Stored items

☆ ☆ ☆ ☆ ☆

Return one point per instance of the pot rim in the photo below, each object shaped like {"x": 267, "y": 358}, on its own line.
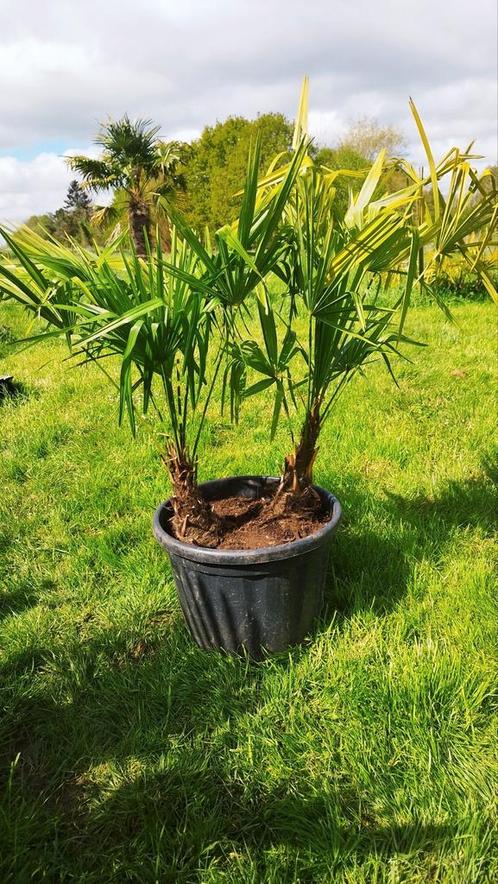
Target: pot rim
{"x": 246, "y": 556}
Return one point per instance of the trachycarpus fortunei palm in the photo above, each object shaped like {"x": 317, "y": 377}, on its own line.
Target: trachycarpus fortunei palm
{"x": 333, "y": 273}
{"x": 157, "y": 316}
{"x": 160, "y": 316}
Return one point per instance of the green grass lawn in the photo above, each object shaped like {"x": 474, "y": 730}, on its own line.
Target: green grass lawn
{"x": 367, "y": 755}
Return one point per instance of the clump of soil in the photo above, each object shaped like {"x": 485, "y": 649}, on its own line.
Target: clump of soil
{"x": 245, "y": 523}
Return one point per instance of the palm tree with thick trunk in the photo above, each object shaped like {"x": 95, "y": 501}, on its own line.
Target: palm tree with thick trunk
{"x": 139, "y": 168}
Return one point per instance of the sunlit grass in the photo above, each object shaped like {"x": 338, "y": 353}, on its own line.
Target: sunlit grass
{"x": 366, "y": 755}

☆ ☆ ☆ ☆ ☆

GOAL
Reproduce all of the material above, requests included, but shift every coordinate in the answers by adding 21 to each x and y value. Leave the pictures out.

FINISHED ANSWER
Return one point per instance of the pot rim in the photo below, each object shaped like {"x": 267, "y": 358}, on its own line.
Target: pot rim
{"x": 267, "y": 577}
Return one point per instance of the trachycarpus fortunei palm in the photo above, each object shaped like {"x": 317, "y": 377}, on its own line.
Target: trachycarpus fortunei palm
{"x": 354, "y": 294}
{"x": 178, "y": 337}
{"x": 181, "y": 337}
Return one point per instance of the green grass lawn in the photo above, each object shaped like {"x": 474, "y": 730}, on its own line.
Target: green grass lawn
{"x": 388, "y": 776}
Return one point per instance of the clump of soil in the photo above, each object shaped like {"x": 485, "y": 649}, on its own line.
Target: clump of soil
{"x": 266, "y": 544}
Return one point per instance of the palm tree with thick trunk in the photo above, each object shaped like {"x": 95, "y": 501}, on its own line.
Target: palm tree with thick trunk
{"x": 160, "y": 189}
Return one point per instance of the sunlit grass in the photo above, each object shaped like {"x": 338, "y": 353}, on its own line.
Target: sunlit grass
{"x": 387, "y": 776}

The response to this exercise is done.